## QUOTED PASSAGE
----------

The version I was using was the Enterprise version, which converts data from PDF and from application screens and reports to Excel, Word, or Powerpoint (or to CSV). Cogniview also provide a standard version, which extracts from PDF to Excel (and other outputs), but not from screens, and an OCR version which extracts from scanned PDFs as well as native PDFs (including a workflow to help in fixing the dodgy data you sometimes get with poor quality scans).

Why not trial it for free? You get a week, and a limited number of conversions, but if it’s going to be useful to you, you’ll know immediately – and if you do a lot of transcribing of data into Excel, it’s going to be very useful indeed.

----------

## DATASET CONTENT
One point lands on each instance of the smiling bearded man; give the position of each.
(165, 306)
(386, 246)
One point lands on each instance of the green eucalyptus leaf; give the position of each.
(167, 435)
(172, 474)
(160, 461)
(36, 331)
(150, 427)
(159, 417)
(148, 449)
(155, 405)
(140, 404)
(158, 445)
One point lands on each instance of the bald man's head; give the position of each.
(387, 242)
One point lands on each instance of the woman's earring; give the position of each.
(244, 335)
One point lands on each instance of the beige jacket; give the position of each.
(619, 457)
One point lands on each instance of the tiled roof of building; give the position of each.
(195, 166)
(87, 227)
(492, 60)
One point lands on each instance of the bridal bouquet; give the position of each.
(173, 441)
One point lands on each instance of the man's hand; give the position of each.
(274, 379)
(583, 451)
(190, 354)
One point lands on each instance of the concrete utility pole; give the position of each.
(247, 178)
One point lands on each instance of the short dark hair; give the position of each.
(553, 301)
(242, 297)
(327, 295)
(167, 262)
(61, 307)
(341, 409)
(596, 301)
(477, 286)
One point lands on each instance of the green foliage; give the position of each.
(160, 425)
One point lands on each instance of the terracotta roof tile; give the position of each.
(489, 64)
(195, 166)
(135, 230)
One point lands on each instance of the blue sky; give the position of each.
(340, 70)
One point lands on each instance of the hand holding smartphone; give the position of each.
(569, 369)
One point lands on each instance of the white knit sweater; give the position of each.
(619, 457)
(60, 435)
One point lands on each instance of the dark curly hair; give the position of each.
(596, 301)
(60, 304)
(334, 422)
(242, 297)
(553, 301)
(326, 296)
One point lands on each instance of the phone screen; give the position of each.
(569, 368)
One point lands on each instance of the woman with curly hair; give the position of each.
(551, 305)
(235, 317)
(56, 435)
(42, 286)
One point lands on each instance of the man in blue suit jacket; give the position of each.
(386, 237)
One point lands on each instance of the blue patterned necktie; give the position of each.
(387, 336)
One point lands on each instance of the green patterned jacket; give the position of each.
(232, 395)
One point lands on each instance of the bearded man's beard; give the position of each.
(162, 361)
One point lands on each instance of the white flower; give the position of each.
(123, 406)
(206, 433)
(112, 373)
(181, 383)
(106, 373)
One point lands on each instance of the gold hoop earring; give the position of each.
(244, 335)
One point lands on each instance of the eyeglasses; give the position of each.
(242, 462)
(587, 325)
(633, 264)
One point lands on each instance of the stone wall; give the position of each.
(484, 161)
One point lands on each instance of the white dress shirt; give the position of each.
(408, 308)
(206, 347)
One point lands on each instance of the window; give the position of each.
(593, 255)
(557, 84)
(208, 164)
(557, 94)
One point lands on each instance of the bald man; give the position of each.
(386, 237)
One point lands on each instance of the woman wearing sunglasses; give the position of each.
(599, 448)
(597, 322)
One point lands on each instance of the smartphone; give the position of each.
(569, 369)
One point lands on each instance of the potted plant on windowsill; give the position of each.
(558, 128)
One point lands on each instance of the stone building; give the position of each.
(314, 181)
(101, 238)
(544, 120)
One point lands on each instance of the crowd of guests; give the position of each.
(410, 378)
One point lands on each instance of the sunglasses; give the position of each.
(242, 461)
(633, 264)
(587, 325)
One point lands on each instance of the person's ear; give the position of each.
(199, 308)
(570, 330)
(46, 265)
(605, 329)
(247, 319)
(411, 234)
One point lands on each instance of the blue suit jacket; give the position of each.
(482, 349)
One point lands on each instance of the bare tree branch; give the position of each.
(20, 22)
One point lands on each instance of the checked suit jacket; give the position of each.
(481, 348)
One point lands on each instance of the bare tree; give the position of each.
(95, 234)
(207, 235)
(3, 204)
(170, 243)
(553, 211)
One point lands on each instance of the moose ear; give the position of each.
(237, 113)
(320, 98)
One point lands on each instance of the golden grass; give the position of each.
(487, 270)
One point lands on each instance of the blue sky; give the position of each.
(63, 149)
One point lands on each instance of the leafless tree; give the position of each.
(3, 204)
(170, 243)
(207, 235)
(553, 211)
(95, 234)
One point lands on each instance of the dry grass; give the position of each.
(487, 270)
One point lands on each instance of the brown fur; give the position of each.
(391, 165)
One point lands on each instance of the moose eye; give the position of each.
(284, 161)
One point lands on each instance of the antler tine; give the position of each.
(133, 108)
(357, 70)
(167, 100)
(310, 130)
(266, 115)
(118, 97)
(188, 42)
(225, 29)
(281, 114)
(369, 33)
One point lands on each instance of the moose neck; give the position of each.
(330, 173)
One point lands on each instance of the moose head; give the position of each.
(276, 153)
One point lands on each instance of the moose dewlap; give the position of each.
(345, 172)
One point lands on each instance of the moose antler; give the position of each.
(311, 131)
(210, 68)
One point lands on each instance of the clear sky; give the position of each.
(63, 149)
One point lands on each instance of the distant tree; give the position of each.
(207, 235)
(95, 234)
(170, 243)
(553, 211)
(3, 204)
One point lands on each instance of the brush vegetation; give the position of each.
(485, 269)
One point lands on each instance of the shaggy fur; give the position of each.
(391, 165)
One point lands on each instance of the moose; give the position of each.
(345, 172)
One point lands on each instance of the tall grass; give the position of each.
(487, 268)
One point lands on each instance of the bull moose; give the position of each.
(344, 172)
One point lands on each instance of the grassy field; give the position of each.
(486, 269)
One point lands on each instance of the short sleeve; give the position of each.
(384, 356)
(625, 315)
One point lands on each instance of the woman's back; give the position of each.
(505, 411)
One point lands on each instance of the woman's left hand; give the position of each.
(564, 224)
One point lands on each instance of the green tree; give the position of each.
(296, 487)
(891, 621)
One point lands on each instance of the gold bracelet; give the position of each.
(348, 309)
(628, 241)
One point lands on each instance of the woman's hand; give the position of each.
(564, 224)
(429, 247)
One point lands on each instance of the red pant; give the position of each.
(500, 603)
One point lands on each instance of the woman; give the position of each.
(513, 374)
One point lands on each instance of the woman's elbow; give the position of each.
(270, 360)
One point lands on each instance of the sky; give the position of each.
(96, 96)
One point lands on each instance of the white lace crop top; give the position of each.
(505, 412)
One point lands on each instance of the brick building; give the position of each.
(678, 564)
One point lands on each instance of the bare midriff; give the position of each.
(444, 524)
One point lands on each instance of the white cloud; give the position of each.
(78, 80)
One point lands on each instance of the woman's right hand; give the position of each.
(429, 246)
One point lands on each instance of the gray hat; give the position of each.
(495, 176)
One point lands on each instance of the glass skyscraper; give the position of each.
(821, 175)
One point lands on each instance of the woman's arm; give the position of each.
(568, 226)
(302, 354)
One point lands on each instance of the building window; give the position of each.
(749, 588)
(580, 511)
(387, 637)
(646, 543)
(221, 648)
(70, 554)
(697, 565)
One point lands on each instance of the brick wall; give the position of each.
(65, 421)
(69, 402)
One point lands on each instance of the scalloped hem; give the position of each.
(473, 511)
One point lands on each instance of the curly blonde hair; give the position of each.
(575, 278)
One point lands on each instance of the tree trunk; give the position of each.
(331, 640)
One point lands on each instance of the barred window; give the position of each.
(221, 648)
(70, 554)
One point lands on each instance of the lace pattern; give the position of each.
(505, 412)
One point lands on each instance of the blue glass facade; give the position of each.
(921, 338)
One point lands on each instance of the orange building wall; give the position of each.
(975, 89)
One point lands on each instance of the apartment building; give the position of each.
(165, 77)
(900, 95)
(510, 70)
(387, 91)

----------

## PROBLEM SET
A – Answer these questions from the passage on Cogniview's conversion software.
(i) Apart from PDF, what can the Enterprise version convert data from?
(ii) Which version extracts from scanned PDFs?
(iii) What does the free trial give you?
B – Resume the passage on Cogniview's conversion software, carrying on after its final sentence.
The records are separate material and are not part of the Cogniview passage.

## ANSWERS IN ORDER
A –
(i) Application screens and reports.
(ii) The OCR version.
(iii) A week and a limited number of conversions.

B –
And a bonus thought…

Since websites are my thing, here’s a comment on their site, not just on the tool. Just out of interest, have a look at their productivity calculator: for example, if you or your team transcribe only 3 PDF pages a week at $25/hour, your ROI could be 33% in the first month. Now, that is an excellent sales tool – the kind of thing that could be useful to other companies on their sites too – but it is buried behind the ‘buy now’ button. I’d suggest bringing it forward, even linking to it from the product pages.

I am very happy to see software company’s like Adobe and Microsoft beginning to realize that it is no longer a business advantage for them to have ‘closed’ software platforms.

I hope I win the application, I love trying out new software for my readers.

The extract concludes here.